— Start —
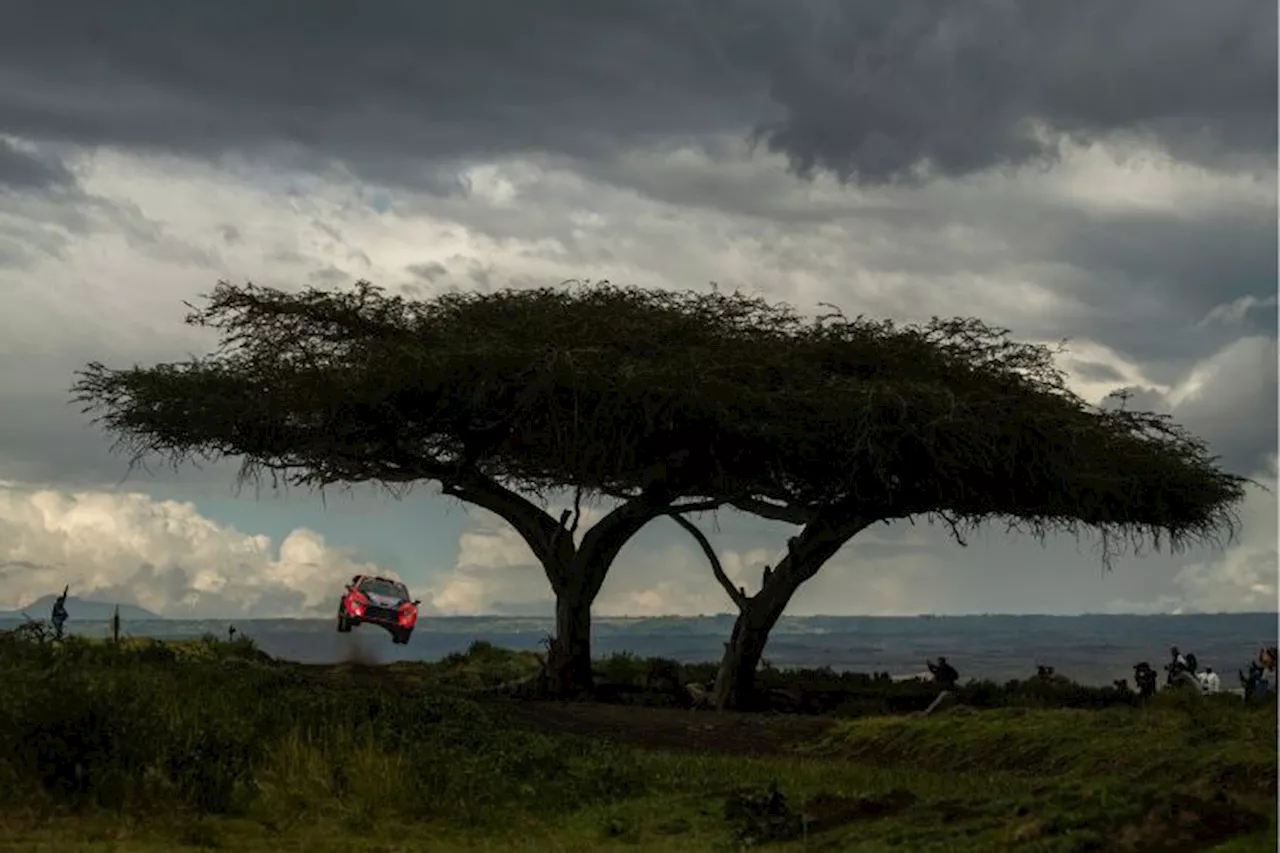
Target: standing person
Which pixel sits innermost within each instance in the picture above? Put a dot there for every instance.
(59, 616)
(1178, 664)
(1144, 678)
(944, 673)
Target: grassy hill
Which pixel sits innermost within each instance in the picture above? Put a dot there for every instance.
(210, 744)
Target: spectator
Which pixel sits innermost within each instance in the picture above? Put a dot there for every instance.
(59, 615)
(1144, 678)
(944, 673)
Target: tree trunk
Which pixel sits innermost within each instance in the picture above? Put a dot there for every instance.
(568, 658)
(576, 573)
(817, 543)
(735, 680)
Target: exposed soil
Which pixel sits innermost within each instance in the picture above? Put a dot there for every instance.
(707, 731)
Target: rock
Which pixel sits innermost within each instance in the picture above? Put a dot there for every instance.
(699, 696)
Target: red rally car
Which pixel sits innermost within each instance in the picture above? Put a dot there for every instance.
(378, 601)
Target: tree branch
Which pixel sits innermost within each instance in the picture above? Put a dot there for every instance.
(739, 597)
(773, 511)
(531, 521)
(698, 506)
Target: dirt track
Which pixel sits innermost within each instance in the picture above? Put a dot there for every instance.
(741, 734)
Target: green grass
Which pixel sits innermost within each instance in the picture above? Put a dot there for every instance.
(211, 746)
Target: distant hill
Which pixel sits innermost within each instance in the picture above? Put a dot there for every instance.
(80, 610)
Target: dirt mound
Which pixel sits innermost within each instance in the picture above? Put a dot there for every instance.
(1185, 822)
(745, 734)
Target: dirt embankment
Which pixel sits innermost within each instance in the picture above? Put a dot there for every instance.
(741, 734)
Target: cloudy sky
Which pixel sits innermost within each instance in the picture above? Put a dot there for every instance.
(1095, 170)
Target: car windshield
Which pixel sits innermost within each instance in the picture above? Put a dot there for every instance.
(383, 588)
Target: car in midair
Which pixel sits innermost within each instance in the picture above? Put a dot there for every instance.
(378, 601)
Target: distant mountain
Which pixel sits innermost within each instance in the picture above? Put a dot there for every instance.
(80, 610)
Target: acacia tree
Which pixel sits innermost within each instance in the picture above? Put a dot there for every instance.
(658, 400)
(955, 422)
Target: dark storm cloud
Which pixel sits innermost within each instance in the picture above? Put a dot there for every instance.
(871, 91)
(23, 170)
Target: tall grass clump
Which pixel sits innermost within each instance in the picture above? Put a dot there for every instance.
(214, 726)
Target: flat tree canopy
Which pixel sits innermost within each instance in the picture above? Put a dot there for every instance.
(599, 387)
(650, 397)
(954, 419)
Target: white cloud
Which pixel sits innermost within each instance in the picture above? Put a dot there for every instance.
(161, 555)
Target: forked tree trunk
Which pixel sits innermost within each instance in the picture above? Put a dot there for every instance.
(568, 658)
(758, 614)
(576, 571)
(735, 680)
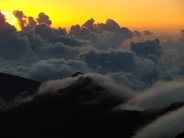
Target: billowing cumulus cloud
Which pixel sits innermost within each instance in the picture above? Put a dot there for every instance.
(31, 21)
(43, 18)
(21, 17)
(13, 46)
(137, 33)
(110, 25)
(147, 32)
(147, 48)
(102, 36)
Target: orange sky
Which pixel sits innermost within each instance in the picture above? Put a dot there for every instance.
(163, 15)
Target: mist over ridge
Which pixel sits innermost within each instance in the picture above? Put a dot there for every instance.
(145, 75)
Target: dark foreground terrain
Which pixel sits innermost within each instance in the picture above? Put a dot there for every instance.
(83, 109)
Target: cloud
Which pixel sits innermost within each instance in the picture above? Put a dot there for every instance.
(43, 18)
(31, 21)
(13, 46)
(102, 36)
(161, 94)
(145, 48)
(111, 60)
(147, 32)
(91, 26)
(137, 33)
(167, 126)
(110, 25)
(50, 69)
(21, 17)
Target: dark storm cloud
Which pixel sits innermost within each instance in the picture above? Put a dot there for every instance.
(137, 33)
(102, 36)
(43, 18)
(147, 32)
(45, 70)
(146, 48)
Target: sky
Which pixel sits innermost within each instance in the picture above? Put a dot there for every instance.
(117, 45)
(155, 15)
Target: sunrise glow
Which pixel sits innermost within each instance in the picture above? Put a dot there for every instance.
(165, 15)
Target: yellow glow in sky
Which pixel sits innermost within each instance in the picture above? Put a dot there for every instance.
(135, 14)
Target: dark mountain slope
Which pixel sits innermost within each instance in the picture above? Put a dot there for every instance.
(84, 109)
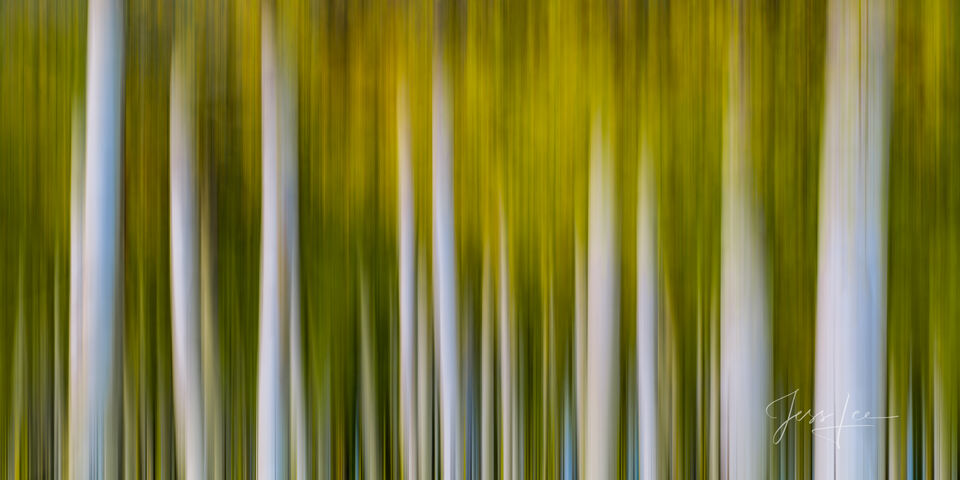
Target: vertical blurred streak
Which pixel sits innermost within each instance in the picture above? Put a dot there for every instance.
(851, 293)
(184, 256)
(97, 433)
(272, 385)
(486, 371)
(290, 254)
(507, 424)
(210, 351)
(580, 349)
(445, 273)
(744, 338)
(371, 452)
(425, 369)
(408, 278)
(17, 387)
(647, 275)
(76, 273)
(603, 289)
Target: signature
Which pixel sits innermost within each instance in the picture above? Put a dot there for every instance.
(856, 419)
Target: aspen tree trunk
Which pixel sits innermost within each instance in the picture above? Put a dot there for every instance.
(851, 273)
(184, 266)
(744, 324)
(445, 274)
(647, 277)
(76, 278)
(97, 434)
(290, 211)
(507, 423)
(487, 470)
(371, 457)
(603, 312)
(425, 369)
(580, 349)
(408, 279)
(272, 385)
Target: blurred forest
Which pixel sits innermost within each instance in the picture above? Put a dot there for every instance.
(529, 84)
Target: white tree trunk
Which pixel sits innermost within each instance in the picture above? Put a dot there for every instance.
(290, 210)
(580, 350)
(76, 276)
(371, 453)
(272, 384)
(507, 423)
(97, 434)
(851, 273)
(184, 267)
(425, 369)
(603, 313)
(487, 470)
(744, 329)
(445, 274)
(408, 279)
(647, 274)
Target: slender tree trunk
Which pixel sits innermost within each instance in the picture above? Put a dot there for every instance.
(851, 273)
(487, 470)
(97, 435)
(580, 349)
(208, 325)
(408, 280)
(745, 339)
(76, 276)
(445, 274)
(290, 210)
(603, 312)
(507, 423)
(273, 385)
(647, 273)
(371, 453)
(184, 256)
(425, 369)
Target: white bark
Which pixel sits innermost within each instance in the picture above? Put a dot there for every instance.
(445, 275)
(76, 275)
(408, 279)
(371, 453)
(603, 312)
(647, 273)
(486, 372)
(580, 349)
(851, 274)
(184, 268)
(290, 211)
(744, 329)
(272, 384)
(425, 369)
(507, 423)
(97, 435)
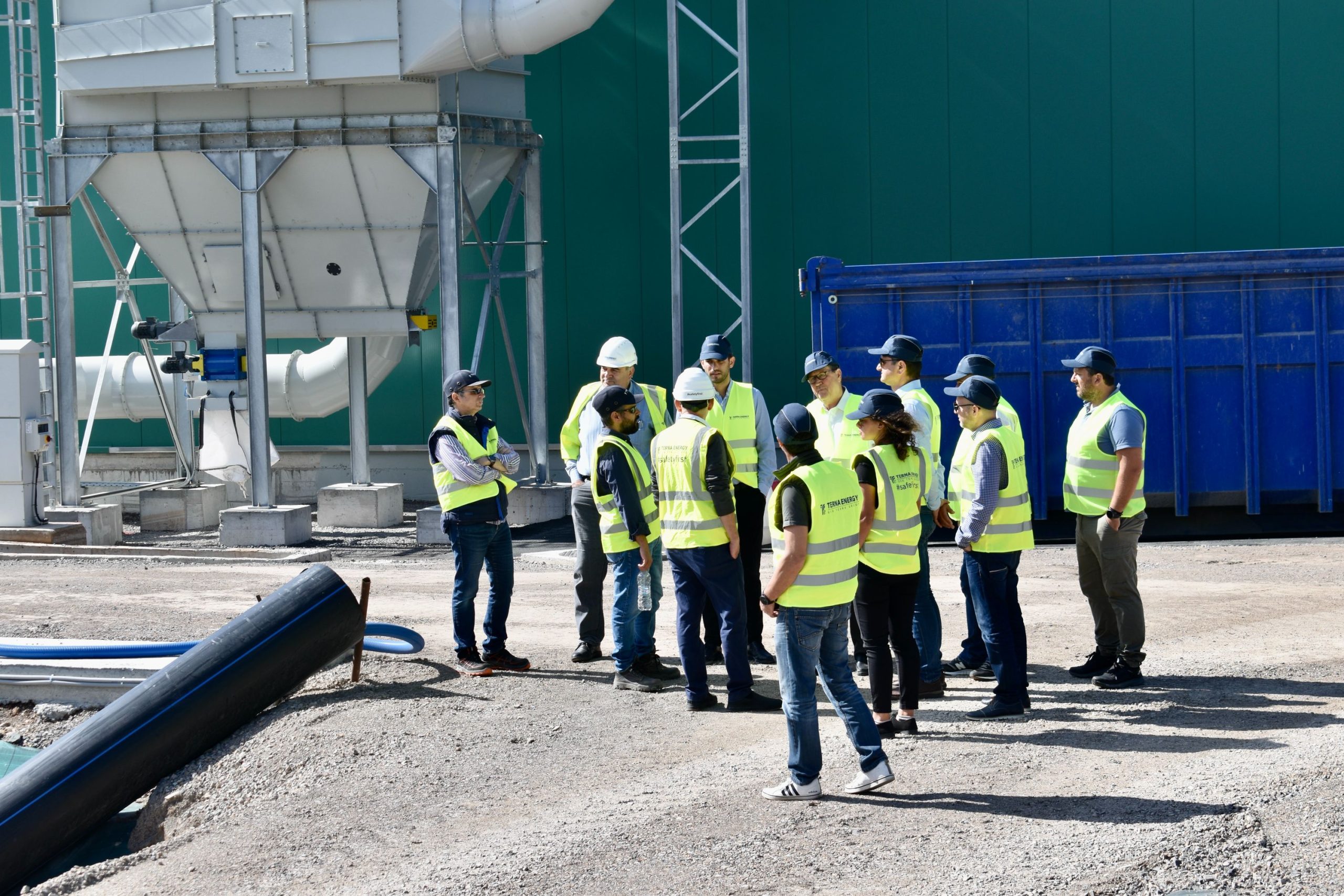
— End —
GIVEN INSTRUCTION: Render all the records above as a Markdown table with the columns Row and Record text, giving each nonblank line its own numbered row. Leave out the pictures.

ANSWER:
| Row | Record text |
|---|---|
| 1 | Target: standing person |
| 2 | Which pixel sits innermost within each instance in the picture above? Put a dot there for every instance. |
| 3 | (59, 616) |
| 4 | (1178, 664) |
| 5 | (1144, 678) |
| 6 | (944, 673) |
| 7 | Target: grassy hill |
| 8 | Which pixel sits innermost within each instance in the picture above? Put a dot there for every instance. |
| 9 | (210, 744) |
| 10 | Target: spectator |
| 11 | Which pixel sits innermost within each instance in the picture above? Put a dot there for every instance. |
| 12 | (59, 615) |
| 13 | (1144, 678) |
| 14 | (944, 673) |
| 15 | Target: tree trunk |
| 16 | Which pixel sits innermost within each instance in the picture above? Put a dot there for every instance. |
| 17 | (568, 658) |
| 18 | (576, 573) |
| 19 | (817, 543) |
| 20 | (735, 680) |
| 21 | Target: exposed soil |
| 22 | Which pixel sits innermost within each instance in the picture above? Put a dot there for every instance. |
| 23 | (707, 731) |
| 24 | Target: rock |
| 25 | Which pixel sits innermost within each instance in the picture above? Put a dot there for every instance. |
| 26 | (699, 696) |
| 27 | Target: red rally car |
| 28 | Which pixel sits innermost within each instance in the picture above? Put a dot there for every instance. |
| 29 | (378, 601) |
| 30 | Target: tree branch |
| 31 | Which pixel sits innermost within each instance in the picture above? Put a dot there for every instance. |
| 32 | (739, 597) |
| 33 | (773, 511) |
| 34 | (531, 521) |
| 35 | (698, 506) |
| 36 | Target: dirt track |
| 37 | Which pixel sits innermost within each instance in the picture above? Put a dot there for every instance. |
| 38 | (741, 734) |
| 39 | Target: green grass |
| 40 | Which pixel sits innermost within each instance in the picture above? Put a dot there for every instance. |
| 41 | (211, 746) |
| 42 | Target: distant hill |
| 43 | Which pixel sits innermost within each instance in the picture above? Put a dot there for every instance. |
| 44 | (80, 610) |
| 45 | Target: dirt mound |
| 46 | Which pixel sits innermost within each instance in the picture above? Put a dot there for every instance. |
| 47 | (1185, 822) |
| 48 | (745, 734) |
| 49 | Target: dirt embankment |
| 50 | Which pixel sits innermost within each instance in the picture above? Put a dot there for every instance. |
| 51 | (741, 734) |
| 52 | Target: cloudy sky |
| 53 | Which pixel sits innermost within each instance in the picture above? Put a dot there for every instance. |
| 54 | (1095, 170) |
| 55 | Target: car windshield |
| 56 | Which pixel sits innermost within each instance in the picture above? Put a dot there for every instance. |
| 57 | (383, 588) |
| 58 | Target: car in midair |
| 59 | Which pixel sits innermost within each instance in the picture above? Put a dot there for every instance. |
| 60 | (378, 601) |
| 61 | Target: distant mountain |
| 62 | Which pixel sits innermost within each instance in the picture above? Put a dot there for every instance. |
| 63 | (80, 610) |
| 64 | Target: acacia tree |
| 65 | Which pixel sits innermost within each instance in the picture above? Put a dot there for every instance. |
| 66 | (658, 400) |
| 67 | (955, 422) |
| 68 | Target: dark storm cloud |
| 69 | Which pixel sits innermost within each instance in the picture above? Put a dot there for every instance. |
| 70 | (871, 91) |
| 71 | (23, 170) |
| 72 | Target: tall grass clump |
| 73 | Which pixel sits innermost within each instance in the picture above? Put a dot there for every instance. |
| 74 | (214, 726) |
| 75 | Target: flat tree canopy |
| 76 | Which pixel sits innermost within each instance in the picture above? Put a dot there for every instance. |
| 77 | (599, 387) |
| 78 | (650, 397) |
| 79 | (954, 419) |
| 80 | Target: white cloud |
| 81 | Which pixel sits innermost within each instance in the picture above? Put a dot there for every instance. |
| 82 | (161, 555) |
| 83 | Target: forked tree trunk |
| 84 | Which pixel sits innermost within each instance in the picture above? Put a dot there for every instance. |
| 85 | (568, 658) |
| 86 | (758, 614) |
| 87 | (576, 571) |
| 88 | (735, 680) |
| 89 | Target: billowing cumulus cloud |
| 90 | Which pixel sits innermost within each instance in the picture above? Put a dot there for every instance. |
| 91 | (31, 21) |
| 92 | (43, 18) |
| 93 | (21, 17) |
| 94 | (13, 46) |
| 95 | (137, 33) |
| 96 | (110, 25) |
| 97 | (147, 32) |
| 98 | (147, 48) |
| 99 | (102, 36) |
| 100 | Target: orange sky |
| 101 | Which pixel sits innermost within each instance in the picture above? Put a dot there for every instance. |
| 102 | (163, 15) |
| 103 | Target: mist over ridge |
| 104 | Which pixel sits innermost within each instance in the picture above? Put a dot there for every instance. |
| 105 | (145, 75) |
| 106 | Target: dark foreground terrain |
| 107 | Which pixel sits innermost within each instance in the picture above? Put a dot there for every instance. |
| 108 | (83, 109) |
| 109 | Target: cloud |
| 110 | Which pixel sits innermost within each instance in the picture above? Put a dot there for every instance. |
| 111 | (43, 18) |
| 112 | (31, 21) |
| 113 | (13, 46) |
| 114 | (102, 36) |
| 115 | (161, 94) |
| 116 | (145, 48) |
| 117 | (111, 60) |
| 118 | (147, 32) |
| 119 | (91, 26) |
| 120 | (137, 33) |
| 121 | (167, 126) |
| 122 | (110, 25) |
| 123 | (50, 69) |
| 124 | (21, 17) |
| 125 | Target: dark storm cloud |
| 126 | Which pixel sits innermost within each instance in the picture above? Put a dot there for every instance. |
| 127 | (137, 33) |
| 128 | (102, 36) |
| 129 | (43, 18) |
| 130 | (147, 32) |
| 131 | (45, 70) |
| 132 | (146, 48) |
| 133 | Target: sky |
| 134 | Which pixel sits innermost within each instance in the picture above? Put a dot there for every instance. |
| 135 | (117, 45) |
| 136 | (155, 15) |
| 137 | Target: sunrise glow |
| 138 | Which pixel sits innermost within each instance in the picture above? Put a dot there for every instance. |
| 139 | (165, 15) |
| 140 | Target: yellow glow in sky |
| 141 | Which pixel sits innermost within each instance in the picture above? Put a dot there for every instance. |
| 142 | (135, 14) |
| 143 | Target: dark mountain slope |
| 144 | Which pixel sits innermost within each instance in the picture above? Put a dot there for every instance. |
| 145 | (84, 109) |
| 146 | Target: vertical blurred streak |
| 147 | Which pixel sits innermost within each instance in the picture above? Put a dot there for every instance. |
| 148 | (851, 293) |
| 149 | (184, 256) |
| 150 | (97, 433) |
| 151 | (272, 385) |
| 152 | (486, 371) |
| 153 | (290, 254) |
| 154 | (507, 424) |
| 155 | (210, 351) |
| 156 | (580, 349) |
| 157 | (445, 273) |
| 158 | (744, 338) |
| 159 | (371, 452) |
| 160 | (425, 369) |
| 161 | (408, 278) |
| 162 | (17, 387) |
| 163 | (647, 275) |
| 164 | (76, 273) |
| 165 | (603, 289) |
| 166 | Target: signature |
| 167 | Which pixel sits innermost within each instance in the picture above? Put a dot there for every instance. |
| 168 | (856, 419) |
| 169 | Target: aspen tree trunk |
| 170 | Which pixel sits innermost within each instance in the picture above? Put a dot there for every instance. |
| 171 | (851, 273) |
| 172 | (184, 266) |
| 173 | (744, 324) |
| 174 | (445, 274) |
| 175 | (647, 277) |
| 176 | (76, 278) |
| 177 | (97, 434) |
| 178 | (290, 211) |
| 179 | (507, 423) |
| 180 | (487, 470) |
| 181 | (371, 457) |
| 182 | (603, 312) |
| 183 | (425, 369) |
| 184 | (580, 349) |
| 185 | (408, 279) |
| 186 | (272, 385) |
| 187 | Target: blurred forest |
| 188 | Which pixel sits innermost within each instance in the picture above? Put a dot there for every instance. |
| 189 | (529, 84) |
| 190 | Target: white tree trunk |
| 191 | Which pixel sits innermost within each instance in the picture above? Put a dot there for every instance. |
| 192 | (290, 210) |
| 193 | (580, 350) |
| 194 | (76, 276) |
| 195 | (371, 453) |
| 196 | (272, 384) |
| 197 | (507, 423) |
| 198 | (97, 434) |
| 199 | (851, 273) |
| 200 | (184, 267) |
| 201 | (425, 369) |
| 202 | (603, 313) |
| 203 | (487, 470) |
| 204 | (744, 329) |
| 205 | (445, 274) |
| 206 | (408, 279) |
| 207 | (647, 274) |
| 208 | Target: slender tree trunk |
| 209 | Which pixel sits innermost within each instance in the picture above? Put a dot there for every instance. |
| 210 | (851, 273) |
| 211 | (487, 470) |
| 212 | (97, 435) |
| 213 | (580, 349) |
| 214 | (208, 325) |
| 215 | (408, 280) |
| 216 | (745, 339) |
| 217 | (76, 276) |
| 218 | (445, 274) |
| 219 | (290, 210) |
| 220 | (603, 312) |
| 221 | (507, 423) |
| 222 | (273, 385) |
| 223 | (647, 273) |
| 224 | (371, 453) |
| 225 | (184, 256) |
| 226 | (425, 369) |
| 227 | Target: white bark |
| 228 | Which pixel sits innermost within each instance in the picture above? Put a dot there for every instance. |
| 229 | (445, 275) |
| 230 | (76, 275) |
| 231 | (408, 279) |
| 232 | (371, 453) |
| 233 | (603, 312) |
| 234 | (647, 273) |
| 235 | (486, 372) |
| 236 | (580, 349) |
| 237 | (851, 274) |
| 238 | (184, 268) |
| 239 | (290, 211) |
| 240 | (744, 329) |
| 241 | (272, 384) |
| 242 | (425, 369) |
| 243 | (507, 423) |
| 244 | (97, 435) |